* EXERCISE GOAL
Print the lines of the listing below unchanged, beginning with the line containing "Do you see the green" and continuing through the line containing "471,26 -> 500,144".

Part of a data file:
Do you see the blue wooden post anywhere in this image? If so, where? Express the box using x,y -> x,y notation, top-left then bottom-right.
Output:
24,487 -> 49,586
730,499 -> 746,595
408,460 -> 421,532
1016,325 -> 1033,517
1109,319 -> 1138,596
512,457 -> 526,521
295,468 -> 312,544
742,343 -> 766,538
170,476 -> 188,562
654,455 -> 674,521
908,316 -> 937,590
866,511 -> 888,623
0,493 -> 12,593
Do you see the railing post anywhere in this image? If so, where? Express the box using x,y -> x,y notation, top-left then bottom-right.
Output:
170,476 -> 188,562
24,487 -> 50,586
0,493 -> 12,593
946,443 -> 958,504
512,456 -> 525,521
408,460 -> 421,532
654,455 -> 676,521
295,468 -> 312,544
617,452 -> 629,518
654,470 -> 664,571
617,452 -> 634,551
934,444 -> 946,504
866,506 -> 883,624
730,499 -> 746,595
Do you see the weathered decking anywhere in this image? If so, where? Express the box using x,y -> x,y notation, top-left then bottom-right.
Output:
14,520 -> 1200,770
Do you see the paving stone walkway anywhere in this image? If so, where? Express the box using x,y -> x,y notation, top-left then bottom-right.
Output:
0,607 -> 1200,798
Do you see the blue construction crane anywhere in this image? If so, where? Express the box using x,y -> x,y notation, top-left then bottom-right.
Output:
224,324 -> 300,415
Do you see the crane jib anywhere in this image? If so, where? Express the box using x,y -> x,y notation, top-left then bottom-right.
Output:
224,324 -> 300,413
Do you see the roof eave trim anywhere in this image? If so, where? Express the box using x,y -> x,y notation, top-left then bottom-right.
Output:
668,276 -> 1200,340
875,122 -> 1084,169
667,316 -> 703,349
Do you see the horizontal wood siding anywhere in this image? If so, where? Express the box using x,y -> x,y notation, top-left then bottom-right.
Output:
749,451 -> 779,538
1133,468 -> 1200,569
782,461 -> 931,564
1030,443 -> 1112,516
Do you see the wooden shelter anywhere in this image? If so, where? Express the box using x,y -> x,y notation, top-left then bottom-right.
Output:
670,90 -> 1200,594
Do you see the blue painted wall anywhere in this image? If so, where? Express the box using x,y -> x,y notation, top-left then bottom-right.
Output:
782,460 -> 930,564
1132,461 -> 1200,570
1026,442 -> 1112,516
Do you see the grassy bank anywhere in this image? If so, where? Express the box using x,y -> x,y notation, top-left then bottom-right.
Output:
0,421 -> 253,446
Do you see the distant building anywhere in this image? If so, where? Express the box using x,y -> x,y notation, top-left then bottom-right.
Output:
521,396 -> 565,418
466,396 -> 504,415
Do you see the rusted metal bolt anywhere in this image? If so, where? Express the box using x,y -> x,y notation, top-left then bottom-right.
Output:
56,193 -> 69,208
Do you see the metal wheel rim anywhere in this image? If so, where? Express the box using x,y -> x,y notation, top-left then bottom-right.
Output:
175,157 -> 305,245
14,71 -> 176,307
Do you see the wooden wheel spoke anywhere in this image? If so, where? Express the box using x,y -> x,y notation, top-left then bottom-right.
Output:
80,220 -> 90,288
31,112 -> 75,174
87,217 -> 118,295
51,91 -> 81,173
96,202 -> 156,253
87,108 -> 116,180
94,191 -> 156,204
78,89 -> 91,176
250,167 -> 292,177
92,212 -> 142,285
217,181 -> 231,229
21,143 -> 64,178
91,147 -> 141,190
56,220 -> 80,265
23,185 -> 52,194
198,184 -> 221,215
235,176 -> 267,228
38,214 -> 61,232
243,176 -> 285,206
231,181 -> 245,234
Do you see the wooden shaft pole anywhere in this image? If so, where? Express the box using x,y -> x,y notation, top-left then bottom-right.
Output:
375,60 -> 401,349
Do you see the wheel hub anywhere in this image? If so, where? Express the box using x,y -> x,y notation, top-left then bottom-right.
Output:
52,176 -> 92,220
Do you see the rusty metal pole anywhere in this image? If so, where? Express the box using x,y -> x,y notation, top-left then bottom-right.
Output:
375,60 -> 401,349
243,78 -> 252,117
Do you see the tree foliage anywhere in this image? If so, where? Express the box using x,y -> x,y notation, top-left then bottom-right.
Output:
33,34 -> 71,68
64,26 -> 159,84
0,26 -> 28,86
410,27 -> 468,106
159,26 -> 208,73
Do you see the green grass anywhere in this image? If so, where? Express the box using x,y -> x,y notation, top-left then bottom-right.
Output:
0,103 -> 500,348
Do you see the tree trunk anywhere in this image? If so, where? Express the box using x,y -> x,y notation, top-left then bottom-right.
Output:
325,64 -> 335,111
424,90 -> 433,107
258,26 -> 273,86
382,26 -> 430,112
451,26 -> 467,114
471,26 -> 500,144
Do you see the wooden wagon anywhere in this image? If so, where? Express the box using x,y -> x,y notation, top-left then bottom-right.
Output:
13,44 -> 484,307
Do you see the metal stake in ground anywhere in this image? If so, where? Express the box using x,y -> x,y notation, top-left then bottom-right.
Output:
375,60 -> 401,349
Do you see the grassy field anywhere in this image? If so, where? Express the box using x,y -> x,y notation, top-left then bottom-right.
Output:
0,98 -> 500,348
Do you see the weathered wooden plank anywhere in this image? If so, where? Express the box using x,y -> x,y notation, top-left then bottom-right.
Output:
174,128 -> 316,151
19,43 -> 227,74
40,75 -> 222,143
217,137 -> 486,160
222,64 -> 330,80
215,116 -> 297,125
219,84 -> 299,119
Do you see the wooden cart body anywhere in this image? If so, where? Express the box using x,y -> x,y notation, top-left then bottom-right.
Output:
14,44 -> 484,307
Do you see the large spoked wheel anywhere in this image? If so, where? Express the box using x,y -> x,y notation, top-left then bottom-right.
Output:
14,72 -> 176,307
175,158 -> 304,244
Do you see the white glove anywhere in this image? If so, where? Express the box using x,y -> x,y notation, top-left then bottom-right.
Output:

* RESPONSE BELOW
Do you see the green grass anywhere in this image? If so, where? Express the box using x,y -> x,y notation, top-left then bottom-right.
Output:
0,103 -> 500,348
Do you see the tree trunk anywhere in this image? If so, where? Express the box using x,y -> x,y notation, top-left then bottom-right.
Output:
325,64 -> 335,111
424,90 -> 433,107
258,26 -> 273,86
382,26 -> 430,112
451,26 -> 467,114
471,26 -> 500,144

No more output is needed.